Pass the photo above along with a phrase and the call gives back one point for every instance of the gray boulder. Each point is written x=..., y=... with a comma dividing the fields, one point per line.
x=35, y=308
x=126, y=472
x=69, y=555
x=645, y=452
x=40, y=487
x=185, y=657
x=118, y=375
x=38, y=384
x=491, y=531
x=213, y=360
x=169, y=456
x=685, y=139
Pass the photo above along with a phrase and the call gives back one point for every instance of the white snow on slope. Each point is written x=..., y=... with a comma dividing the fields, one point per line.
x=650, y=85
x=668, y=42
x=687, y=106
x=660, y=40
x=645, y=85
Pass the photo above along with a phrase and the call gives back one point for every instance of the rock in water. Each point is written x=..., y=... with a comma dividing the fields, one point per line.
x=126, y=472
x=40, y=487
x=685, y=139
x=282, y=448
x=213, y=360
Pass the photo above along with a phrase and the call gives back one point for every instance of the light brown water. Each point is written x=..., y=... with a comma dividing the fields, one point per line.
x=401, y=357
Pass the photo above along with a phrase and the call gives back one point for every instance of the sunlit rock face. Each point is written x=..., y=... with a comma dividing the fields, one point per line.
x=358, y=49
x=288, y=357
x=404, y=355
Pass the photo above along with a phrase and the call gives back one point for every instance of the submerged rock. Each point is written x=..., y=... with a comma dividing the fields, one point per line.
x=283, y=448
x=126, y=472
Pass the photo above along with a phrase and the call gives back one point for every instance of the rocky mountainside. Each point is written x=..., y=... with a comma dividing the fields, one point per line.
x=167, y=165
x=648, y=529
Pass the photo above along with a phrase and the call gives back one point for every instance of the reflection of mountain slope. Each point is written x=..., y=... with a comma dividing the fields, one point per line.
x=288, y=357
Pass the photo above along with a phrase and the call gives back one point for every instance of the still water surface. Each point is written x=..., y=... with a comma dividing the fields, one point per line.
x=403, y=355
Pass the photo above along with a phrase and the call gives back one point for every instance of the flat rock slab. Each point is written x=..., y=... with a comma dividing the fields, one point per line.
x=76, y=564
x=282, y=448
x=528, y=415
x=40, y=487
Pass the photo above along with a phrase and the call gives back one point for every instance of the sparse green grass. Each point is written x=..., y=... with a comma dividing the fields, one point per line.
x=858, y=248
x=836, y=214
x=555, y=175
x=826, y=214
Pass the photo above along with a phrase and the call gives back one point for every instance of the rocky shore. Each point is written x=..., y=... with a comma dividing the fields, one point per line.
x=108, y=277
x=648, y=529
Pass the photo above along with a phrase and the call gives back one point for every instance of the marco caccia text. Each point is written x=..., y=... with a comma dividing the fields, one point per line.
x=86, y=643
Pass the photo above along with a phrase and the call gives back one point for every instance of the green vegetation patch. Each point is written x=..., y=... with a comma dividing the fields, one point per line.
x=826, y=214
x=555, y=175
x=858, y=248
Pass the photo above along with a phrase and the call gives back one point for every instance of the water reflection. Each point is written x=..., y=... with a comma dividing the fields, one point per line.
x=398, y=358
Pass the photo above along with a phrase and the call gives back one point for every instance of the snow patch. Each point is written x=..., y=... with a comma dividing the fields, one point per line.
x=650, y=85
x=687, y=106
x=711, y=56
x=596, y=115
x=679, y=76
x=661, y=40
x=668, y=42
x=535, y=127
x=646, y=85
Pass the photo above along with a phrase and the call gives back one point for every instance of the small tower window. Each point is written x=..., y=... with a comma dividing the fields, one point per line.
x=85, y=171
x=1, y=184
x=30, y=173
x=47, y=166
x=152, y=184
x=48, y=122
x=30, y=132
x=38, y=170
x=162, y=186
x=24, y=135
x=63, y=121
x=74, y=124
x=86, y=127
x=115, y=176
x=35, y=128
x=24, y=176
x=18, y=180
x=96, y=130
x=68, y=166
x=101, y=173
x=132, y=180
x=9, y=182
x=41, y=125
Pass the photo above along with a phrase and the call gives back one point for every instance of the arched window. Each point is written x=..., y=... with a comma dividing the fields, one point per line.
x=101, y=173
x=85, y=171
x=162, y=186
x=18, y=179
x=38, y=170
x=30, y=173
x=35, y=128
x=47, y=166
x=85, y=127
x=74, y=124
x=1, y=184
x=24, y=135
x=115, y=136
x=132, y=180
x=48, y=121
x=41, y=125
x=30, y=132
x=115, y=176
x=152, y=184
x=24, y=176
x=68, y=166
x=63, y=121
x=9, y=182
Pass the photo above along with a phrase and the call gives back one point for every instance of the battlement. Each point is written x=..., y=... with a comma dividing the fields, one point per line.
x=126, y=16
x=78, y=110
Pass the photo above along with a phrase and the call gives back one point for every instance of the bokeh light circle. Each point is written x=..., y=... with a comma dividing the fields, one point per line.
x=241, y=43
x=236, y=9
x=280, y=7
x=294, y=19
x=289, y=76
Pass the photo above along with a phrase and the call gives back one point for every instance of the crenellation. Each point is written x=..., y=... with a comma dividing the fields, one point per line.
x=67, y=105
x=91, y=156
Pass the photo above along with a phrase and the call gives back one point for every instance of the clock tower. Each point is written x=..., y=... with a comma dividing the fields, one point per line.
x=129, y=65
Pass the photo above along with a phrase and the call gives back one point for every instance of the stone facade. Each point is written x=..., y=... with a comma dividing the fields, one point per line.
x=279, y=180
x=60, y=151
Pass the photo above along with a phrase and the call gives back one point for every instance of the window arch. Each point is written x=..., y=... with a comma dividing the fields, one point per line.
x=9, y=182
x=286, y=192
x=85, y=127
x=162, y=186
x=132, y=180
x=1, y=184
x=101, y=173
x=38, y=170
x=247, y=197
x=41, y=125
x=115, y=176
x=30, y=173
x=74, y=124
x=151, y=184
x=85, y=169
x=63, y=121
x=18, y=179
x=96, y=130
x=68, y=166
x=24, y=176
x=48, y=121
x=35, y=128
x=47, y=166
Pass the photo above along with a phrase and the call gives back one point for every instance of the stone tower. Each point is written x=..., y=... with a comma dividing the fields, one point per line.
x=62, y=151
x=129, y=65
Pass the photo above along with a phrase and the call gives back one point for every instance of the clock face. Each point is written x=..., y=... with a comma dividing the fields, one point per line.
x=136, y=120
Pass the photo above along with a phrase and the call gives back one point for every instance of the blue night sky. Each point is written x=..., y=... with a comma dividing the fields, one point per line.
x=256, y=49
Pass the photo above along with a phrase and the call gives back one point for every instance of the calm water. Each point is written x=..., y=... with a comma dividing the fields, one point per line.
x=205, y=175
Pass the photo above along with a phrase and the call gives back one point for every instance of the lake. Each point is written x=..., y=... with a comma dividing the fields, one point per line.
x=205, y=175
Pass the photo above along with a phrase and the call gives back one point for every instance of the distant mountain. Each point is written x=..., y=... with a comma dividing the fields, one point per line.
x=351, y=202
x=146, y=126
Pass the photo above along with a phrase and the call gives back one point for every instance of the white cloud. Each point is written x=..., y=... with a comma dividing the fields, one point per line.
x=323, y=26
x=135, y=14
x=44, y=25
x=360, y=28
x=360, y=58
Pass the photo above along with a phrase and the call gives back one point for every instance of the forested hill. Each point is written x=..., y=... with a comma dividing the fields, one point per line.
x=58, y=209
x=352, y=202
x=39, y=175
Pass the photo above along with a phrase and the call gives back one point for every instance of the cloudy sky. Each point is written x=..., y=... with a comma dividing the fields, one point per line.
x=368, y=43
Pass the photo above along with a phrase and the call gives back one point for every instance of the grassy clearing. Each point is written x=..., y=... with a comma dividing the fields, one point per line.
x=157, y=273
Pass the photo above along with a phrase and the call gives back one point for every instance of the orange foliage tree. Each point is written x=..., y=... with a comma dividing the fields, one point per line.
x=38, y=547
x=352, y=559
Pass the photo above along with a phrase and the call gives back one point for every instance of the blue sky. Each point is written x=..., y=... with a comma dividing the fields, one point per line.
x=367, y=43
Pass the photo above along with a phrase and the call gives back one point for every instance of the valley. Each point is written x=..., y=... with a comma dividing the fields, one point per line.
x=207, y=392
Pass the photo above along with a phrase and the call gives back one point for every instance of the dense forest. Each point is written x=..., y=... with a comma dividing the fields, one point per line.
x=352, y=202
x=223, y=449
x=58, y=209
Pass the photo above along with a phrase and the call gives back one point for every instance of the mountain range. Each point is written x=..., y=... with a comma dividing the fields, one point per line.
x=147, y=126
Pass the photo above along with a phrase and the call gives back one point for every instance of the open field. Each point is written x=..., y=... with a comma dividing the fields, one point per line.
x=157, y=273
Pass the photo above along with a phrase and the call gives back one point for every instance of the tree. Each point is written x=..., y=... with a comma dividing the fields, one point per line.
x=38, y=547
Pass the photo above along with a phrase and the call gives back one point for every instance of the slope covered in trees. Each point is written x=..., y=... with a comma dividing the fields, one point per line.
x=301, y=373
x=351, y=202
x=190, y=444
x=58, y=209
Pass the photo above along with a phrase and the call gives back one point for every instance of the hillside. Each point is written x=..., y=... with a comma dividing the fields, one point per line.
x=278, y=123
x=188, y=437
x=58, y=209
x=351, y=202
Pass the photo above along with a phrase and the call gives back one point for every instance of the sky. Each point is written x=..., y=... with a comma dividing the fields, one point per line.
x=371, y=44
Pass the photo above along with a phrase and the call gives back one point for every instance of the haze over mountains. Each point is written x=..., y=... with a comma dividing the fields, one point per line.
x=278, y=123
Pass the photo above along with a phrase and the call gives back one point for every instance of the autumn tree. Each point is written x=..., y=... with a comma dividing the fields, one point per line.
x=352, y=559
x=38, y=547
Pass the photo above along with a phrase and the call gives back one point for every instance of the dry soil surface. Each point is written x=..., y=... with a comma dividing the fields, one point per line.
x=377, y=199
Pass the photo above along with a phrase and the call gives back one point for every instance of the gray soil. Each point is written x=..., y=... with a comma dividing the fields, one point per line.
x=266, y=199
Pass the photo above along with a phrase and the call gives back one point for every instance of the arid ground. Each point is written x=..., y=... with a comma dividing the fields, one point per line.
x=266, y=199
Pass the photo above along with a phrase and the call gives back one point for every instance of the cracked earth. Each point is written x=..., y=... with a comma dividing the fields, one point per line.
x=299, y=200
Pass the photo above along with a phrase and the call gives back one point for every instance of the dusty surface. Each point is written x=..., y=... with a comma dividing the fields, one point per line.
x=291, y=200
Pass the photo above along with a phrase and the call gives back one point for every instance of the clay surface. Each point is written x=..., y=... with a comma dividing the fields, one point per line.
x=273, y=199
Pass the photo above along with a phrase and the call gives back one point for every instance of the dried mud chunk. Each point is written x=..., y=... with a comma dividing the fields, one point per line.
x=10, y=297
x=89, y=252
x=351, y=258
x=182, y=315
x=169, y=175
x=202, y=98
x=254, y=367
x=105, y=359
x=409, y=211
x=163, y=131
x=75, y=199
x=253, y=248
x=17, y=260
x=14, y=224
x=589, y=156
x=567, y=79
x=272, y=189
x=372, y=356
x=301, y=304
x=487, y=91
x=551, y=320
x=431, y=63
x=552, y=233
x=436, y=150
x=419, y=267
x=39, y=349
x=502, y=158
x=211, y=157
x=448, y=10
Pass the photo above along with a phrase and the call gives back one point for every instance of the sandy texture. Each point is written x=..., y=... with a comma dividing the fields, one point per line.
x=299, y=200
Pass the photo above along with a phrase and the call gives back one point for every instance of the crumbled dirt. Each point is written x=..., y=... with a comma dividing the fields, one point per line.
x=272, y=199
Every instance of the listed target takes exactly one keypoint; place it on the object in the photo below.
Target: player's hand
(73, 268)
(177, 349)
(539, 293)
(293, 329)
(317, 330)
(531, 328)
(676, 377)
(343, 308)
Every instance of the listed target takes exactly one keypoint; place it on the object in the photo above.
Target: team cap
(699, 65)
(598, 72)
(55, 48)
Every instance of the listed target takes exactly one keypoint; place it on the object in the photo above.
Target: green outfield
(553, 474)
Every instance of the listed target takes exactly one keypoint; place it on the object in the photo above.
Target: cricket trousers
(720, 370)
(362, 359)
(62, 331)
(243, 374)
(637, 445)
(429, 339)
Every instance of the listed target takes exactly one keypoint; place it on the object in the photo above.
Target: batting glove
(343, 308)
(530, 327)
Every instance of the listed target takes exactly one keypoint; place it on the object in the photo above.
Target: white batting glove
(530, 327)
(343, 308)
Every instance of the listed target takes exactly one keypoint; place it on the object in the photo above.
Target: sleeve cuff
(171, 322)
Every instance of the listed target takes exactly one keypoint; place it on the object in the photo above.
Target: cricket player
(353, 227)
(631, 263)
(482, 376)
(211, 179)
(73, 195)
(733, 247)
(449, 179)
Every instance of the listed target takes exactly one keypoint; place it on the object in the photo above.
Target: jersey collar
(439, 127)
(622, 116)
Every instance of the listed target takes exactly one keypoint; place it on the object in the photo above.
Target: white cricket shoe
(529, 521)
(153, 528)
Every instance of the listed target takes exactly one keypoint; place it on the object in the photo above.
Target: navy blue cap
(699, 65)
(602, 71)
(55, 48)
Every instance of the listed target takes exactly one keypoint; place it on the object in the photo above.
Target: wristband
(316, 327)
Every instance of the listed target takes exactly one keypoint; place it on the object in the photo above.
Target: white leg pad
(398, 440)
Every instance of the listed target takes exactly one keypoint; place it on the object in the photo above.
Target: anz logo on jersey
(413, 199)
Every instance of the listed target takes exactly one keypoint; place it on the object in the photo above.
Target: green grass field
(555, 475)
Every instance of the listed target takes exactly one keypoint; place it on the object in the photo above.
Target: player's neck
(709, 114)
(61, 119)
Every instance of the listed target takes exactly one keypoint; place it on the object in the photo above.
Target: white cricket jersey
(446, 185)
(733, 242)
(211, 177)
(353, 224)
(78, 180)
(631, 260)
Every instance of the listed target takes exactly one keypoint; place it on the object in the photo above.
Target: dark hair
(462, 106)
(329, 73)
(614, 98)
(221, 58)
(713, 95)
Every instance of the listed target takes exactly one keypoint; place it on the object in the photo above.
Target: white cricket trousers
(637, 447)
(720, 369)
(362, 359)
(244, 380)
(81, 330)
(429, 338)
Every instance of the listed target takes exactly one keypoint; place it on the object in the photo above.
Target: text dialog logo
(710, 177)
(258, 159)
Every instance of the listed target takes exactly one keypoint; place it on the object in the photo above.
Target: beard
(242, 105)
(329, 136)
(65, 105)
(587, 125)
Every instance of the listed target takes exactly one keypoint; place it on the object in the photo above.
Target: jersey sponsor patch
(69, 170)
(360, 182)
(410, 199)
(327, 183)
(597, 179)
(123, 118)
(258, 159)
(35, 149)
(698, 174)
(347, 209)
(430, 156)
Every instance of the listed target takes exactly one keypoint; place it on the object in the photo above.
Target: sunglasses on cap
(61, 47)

◆ Task statement ◆
Using the entries above, give again each line from the one containing "Target: jersey sponsor patch" through the last line, exactly and only those.

◆ Answer to the problem ◆
Target: jersey sponsor patch
(69, 170)
(360, 182)
(410, 199)
(327, 183)
(597, 179)
(123, 118)
(258, 159)
(35, 149)
(698, 174)
(347, 209)
(430, 156)
Every instance of the listed target takes exactly one keypoint; place it on the object in the photo above.
Target: sunglasses on cap
(61, 47)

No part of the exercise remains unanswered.